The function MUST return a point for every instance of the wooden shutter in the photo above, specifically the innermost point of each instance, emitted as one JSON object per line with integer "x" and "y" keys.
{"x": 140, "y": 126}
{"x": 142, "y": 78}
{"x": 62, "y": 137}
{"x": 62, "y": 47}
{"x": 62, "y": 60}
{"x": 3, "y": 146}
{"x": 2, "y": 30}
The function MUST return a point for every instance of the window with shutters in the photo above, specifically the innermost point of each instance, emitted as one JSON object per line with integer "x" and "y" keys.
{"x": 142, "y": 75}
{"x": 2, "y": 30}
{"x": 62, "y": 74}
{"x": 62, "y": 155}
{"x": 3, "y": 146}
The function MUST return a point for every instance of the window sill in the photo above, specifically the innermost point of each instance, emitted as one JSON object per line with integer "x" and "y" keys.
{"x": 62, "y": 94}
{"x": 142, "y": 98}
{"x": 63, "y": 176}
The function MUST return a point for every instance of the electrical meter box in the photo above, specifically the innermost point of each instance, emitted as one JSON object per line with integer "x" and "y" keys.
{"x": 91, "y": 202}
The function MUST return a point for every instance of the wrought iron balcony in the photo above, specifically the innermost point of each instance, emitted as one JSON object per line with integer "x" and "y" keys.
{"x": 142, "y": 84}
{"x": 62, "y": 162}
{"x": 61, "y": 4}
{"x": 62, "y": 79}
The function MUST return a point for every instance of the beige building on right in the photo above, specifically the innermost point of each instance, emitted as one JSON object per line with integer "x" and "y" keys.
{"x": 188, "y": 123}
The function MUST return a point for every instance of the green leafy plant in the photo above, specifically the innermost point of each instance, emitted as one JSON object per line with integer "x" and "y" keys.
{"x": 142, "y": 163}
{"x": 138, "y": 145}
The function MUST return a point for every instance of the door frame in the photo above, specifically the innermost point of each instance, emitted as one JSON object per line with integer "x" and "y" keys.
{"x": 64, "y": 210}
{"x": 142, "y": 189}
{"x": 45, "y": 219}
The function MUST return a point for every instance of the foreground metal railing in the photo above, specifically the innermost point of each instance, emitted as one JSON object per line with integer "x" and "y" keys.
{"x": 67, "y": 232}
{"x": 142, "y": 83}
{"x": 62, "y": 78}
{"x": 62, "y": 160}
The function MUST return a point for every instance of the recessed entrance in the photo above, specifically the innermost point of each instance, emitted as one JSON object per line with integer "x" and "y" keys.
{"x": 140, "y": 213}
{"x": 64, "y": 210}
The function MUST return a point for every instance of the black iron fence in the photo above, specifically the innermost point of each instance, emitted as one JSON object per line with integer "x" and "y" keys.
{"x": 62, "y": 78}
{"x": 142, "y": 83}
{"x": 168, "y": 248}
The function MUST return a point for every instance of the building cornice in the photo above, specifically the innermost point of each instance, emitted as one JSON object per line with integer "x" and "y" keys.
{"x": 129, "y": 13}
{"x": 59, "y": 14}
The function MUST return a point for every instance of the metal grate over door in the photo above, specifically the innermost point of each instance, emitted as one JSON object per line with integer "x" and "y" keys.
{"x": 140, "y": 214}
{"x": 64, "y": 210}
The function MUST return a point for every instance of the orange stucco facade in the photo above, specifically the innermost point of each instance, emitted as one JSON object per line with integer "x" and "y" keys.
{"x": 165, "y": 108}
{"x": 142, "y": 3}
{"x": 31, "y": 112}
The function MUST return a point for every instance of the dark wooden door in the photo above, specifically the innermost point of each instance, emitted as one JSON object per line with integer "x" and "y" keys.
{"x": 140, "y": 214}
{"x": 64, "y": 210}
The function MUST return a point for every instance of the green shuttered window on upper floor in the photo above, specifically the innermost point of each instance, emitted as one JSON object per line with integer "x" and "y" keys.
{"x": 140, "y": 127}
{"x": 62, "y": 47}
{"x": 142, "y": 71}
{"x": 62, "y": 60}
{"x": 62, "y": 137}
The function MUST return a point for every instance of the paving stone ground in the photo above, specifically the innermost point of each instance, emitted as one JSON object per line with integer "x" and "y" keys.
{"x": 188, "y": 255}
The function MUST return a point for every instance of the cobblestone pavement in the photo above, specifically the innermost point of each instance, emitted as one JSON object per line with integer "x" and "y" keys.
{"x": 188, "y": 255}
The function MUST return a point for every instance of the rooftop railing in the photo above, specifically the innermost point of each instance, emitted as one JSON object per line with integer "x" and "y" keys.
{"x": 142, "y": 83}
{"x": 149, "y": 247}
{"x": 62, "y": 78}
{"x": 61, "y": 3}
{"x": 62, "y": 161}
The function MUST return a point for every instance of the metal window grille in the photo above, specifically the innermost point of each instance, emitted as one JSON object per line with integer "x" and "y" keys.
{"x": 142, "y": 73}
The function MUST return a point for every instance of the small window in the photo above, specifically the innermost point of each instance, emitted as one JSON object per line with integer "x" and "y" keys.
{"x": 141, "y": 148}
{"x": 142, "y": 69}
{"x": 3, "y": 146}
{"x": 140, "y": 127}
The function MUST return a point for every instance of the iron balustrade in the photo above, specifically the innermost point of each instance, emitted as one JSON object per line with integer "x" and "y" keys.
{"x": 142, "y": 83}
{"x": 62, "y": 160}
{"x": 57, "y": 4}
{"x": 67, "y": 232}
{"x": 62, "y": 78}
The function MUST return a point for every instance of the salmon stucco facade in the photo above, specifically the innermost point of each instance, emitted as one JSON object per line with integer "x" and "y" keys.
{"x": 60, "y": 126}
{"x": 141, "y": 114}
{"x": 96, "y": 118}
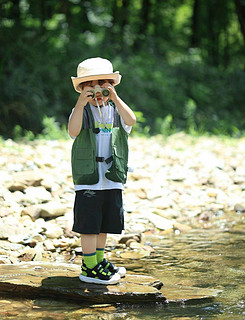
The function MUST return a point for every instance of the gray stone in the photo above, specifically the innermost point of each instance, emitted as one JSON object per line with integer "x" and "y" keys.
{"x": 61, "y": 280}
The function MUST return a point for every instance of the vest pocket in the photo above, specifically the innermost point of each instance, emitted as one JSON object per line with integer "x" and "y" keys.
{"x": 119, "y": 160}
{"x": 84, "y": 161}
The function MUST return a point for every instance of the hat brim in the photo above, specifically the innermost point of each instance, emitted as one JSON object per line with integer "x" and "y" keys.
{"x": 115, "y": 76}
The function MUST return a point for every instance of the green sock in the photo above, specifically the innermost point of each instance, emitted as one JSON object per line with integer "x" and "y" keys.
{"x": 90, "y": 260}
{"x": 100, "y": 254}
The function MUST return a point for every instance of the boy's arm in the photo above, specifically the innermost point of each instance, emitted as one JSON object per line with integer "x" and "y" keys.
{"x": 76, "y": 119}
{"x": 124, "y": 110}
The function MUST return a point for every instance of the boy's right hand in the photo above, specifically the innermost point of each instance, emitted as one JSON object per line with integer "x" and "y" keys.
{"x": 85, "y": 96}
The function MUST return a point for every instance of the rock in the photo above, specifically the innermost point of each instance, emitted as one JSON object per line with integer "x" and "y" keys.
{"x": 134, "y": 255}
{"x": 53, "y": 231}
{"x": 33, "y": 211}
{"x": 130, "y": 236}
{"x": 51, "y": 209}
{"x": 34, "y": 195}
{"x": 183, "y": 294}
{"x": 4, "y": 212}
{"x": 4, "y": 259}
{"x": 23, "y": 179}
{"x": 61, "y": 280}
{"x": 159, "y": 222}
{"x": 49, "y": 245}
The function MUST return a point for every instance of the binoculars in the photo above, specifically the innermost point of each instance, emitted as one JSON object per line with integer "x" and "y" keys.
{"x": 103, "y": 91}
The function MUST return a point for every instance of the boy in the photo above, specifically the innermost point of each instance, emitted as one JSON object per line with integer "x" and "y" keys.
{"x": 100, "y": 123}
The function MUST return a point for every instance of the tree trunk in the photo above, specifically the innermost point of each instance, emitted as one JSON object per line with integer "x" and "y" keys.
{"x": 194, "y": 38}
{"x": 240, "y": 8}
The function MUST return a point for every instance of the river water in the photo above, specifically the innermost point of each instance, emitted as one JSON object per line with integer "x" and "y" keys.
{"x": 210, "y": 259}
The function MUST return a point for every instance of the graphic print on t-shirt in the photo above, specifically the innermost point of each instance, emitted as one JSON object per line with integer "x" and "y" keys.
{"x": 103, "y": 128}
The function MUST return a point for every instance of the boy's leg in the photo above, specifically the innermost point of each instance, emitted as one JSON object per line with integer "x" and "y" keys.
{"x": 88, "y": 242}
{"x": 100, "y": 246}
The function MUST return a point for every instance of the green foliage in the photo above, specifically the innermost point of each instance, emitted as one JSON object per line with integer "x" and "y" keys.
{"x": 182, "y": 63}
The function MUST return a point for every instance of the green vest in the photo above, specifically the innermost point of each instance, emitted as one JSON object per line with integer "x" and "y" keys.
{"x": 84, "y": 154}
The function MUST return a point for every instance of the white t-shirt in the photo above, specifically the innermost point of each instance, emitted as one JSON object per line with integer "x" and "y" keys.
{"x": 103, "y": 144}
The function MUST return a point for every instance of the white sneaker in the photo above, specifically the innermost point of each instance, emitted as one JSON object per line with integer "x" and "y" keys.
{"x": 98, "y": 275}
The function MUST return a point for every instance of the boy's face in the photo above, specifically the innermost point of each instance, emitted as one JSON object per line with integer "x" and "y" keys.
{"x": 89, "y": 85}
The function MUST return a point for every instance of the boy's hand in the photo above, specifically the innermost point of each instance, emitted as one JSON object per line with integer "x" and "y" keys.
{"x": 113, "y": 96}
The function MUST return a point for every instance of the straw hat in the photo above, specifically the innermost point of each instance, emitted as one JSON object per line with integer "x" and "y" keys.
{"x": 95, "y": 69}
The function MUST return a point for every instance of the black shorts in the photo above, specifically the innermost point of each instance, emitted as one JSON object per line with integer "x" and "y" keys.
{"x": 98, "y": 211}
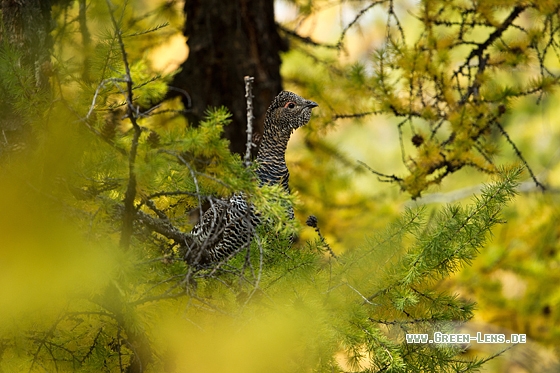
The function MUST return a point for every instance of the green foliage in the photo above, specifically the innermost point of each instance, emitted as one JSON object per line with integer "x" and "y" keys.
{"x": 77, "y": 299}
{"x": 449, "y": 73}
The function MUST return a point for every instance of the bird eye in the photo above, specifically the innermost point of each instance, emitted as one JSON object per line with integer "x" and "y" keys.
{"x": 290, "y": 105}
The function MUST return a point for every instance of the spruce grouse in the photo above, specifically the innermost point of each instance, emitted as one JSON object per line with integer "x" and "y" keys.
{"x": 228, "y": 226}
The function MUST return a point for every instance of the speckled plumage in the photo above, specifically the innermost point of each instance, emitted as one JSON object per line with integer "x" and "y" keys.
{"x": 228, "y": 226}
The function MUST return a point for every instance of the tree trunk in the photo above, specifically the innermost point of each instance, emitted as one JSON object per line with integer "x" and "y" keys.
{"x": 24, "y": 27}
{"x": 228, "y": 40}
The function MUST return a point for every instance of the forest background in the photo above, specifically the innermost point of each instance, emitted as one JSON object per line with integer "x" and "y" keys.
{"x": 112, "y": 144}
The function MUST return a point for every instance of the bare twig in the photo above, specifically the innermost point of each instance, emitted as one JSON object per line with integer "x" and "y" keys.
{"x": 312, "y": 222}
{"x": 132, "y": 113}
{"x": 249, "y": 96}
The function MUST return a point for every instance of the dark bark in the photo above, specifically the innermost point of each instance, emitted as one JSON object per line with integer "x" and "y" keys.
{"x": 228, "y": 40}
{"x": 25, "y": 27}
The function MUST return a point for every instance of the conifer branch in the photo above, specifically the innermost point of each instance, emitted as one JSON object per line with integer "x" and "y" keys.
{"x": 132, "y": 112}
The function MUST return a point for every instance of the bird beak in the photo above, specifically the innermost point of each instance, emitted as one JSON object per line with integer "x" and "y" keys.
{"x": 311, "y": 104}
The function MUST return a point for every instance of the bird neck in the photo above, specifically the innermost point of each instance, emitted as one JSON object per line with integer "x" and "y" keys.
{"x": 271, "y": 159}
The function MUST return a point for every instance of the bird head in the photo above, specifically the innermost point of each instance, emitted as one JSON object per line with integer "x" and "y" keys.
{"x": 288, "y": 112}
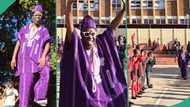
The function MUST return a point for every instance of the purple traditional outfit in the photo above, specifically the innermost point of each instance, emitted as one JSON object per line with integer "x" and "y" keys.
{"x": 88, "y": 83}
{"x": 32, "y": 44}
{"x": 183, "y": 59}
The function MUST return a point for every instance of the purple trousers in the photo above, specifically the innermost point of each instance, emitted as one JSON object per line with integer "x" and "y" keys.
{"x": 27, "y": 87}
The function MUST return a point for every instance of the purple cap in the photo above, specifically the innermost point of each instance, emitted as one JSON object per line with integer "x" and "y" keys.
{"x": 88, "y": 22}
{"x": 37, "y": 7}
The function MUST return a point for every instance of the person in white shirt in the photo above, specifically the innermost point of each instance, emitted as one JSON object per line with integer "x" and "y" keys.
{"x": 11, "y": 95}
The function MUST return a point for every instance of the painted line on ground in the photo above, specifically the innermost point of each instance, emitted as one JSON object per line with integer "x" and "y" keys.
{"x": 160, "y": 97}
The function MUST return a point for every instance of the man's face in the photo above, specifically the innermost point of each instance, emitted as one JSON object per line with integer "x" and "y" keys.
{"x": 89, "y": 37}
{"x": 36, "y": 18}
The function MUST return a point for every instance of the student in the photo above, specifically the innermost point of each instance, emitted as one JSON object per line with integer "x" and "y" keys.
{"x": 151, "y": 61}
{"x": 135, "y": 68}
{"x": 92, "y": 74}
{"x": 11, "y": 95}
{"x": 143, "y": 68}
{"x": 1, "y": 97}
{"x": 183, "y": 59}
{"x": 31, "y": 55}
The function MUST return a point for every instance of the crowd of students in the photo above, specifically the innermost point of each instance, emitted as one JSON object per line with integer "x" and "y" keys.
{"x": 140, "y": 66}
{"x": 140, "y": 63}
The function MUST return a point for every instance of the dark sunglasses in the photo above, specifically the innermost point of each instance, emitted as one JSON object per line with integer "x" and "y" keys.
{"x": 88, "y": 34}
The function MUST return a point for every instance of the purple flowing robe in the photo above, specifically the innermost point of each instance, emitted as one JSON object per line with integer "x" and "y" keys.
{"x": 183, "y": 59}
{"x": 29, "y": 53}
{"x": 76, "y": 76}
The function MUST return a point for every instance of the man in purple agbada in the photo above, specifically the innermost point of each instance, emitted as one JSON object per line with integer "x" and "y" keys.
{"x": 31, "y": 55}
{"x": 91, "y": 72}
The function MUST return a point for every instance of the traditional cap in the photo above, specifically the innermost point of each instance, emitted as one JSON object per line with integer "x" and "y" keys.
{"x": 88, "y": 22}
{"x": 37, "y": 7}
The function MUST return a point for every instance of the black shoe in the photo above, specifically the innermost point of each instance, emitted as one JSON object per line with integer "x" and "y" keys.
{"x": 130, "y": 103}
{"x": 150, "y": 86}
{"x": 133, "y": 97}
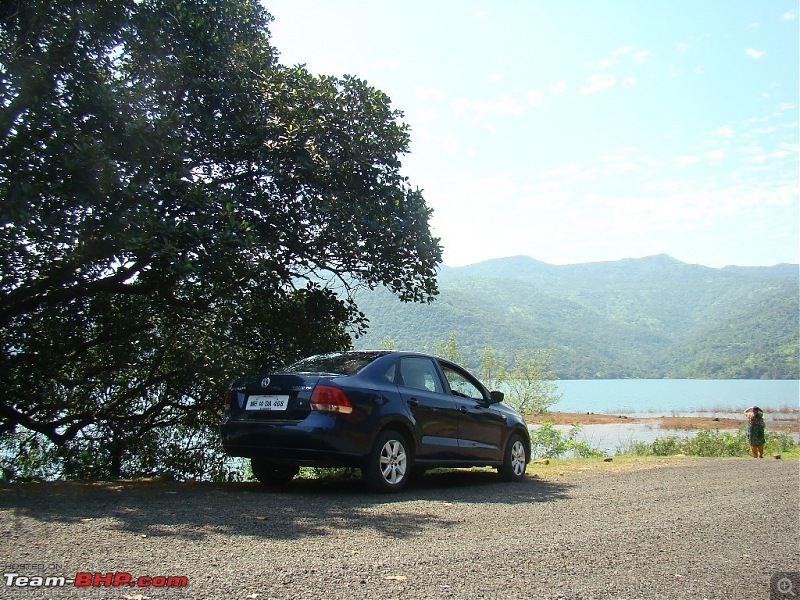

Set problem:
Give only the number of lines above that contain the string "stucco", counting only matches with the same case.

Result for this exercise:
2